> [EXERCISE]
Both the line containing "Exercise. Put one marker on every instance of the dark" and the last line of the listing are included: write out exactly the lines from one to the other.

--- start of RECORD LIST ---

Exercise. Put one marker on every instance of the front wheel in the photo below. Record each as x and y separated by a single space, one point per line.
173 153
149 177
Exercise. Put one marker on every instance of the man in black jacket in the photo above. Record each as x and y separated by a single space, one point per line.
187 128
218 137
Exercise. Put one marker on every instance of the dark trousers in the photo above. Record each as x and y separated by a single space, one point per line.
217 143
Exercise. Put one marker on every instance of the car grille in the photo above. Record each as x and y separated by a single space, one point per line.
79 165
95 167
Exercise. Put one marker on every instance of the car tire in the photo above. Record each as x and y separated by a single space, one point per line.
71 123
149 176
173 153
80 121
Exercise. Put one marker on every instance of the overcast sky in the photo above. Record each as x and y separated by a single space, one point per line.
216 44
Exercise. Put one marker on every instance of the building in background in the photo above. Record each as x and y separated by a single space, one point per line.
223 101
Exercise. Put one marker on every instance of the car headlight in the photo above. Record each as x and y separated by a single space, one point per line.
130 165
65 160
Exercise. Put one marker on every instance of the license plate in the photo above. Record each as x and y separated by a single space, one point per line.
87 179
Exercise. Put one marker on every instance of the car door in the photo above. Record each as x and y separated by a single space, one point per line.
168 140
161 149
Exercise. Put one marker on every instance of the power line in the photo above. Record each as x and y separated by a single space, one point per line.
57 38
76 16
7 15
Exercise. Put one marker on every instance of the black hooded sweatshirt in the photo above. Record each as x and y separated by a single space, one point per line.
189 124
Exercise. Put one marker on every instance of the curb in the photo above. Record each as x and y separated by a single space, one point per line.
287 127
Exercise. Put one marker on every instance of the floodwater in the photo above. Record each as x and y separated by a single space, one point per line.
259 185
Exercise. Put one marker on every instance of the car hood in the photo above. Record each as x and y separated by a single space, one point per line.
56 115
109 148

--- end of RECORD LIST ---

> [OUTPUT BELOW]
Exercise. Put one marker on every instance of the dark trousers in the photo above. Record each as x and y separated by a single space, one point per line.
217 143
Exercise. Put one marker on every instance of the car grille in the photo above. Record each as x and y separated by a single space, one point per line.
79 165
95 167
Exercise. Put one marker on every instance of the car tire in the photo above. Record each as x and y separated by a single space, one point per line.
71 123
149 176
173 153
80 121
Exercise. Put one marker on every instance of the overcast sky in the photo above. Record each as x and y separated by a single space, one point per line.
216 44
Exercise. Put one marker on every instance of the building in background in the photo above. Record each as x and y separated by a single space, one point per line.
223 101
Exercise. Put one marker on every instance of the car headlight in the photo above. Record each as x and y separated by a single space, one point per line.
130 165
65 160
Exercise. Put one marker on every instance of the license plate in the photo above. Record each as x and y separated by a single space, one point per line.
87 179
Exercise. Put one marker on every instance of the car door in the photo above. Record each as x and y separated by a single space, one point per line.
168 140
161 149
Exercise. Put one marker on every instance of the power line in the photo above. Record each as x and y separated by a single space, one point per line.
57 38
76 16
7 15
Exercise. Put one marker on every instance of the black hooded sweatshirt in the photo above. Record each as x and y separated by a single space, one point per line.
189 124
Exercise. Put one marker on every instance of the curb in the photo above. Record each as x and y separated by a single space, one point per line.
287 127
Exercise. Put one marker on every instance of the floodwater in the photo above. Record each as x and y separated by a single space, one point per line.
259 185
Exercise. Put one marker on every instance of the car hood in the photo above. Record each as x and y separated by a single space, one point per line.
56 115
109 148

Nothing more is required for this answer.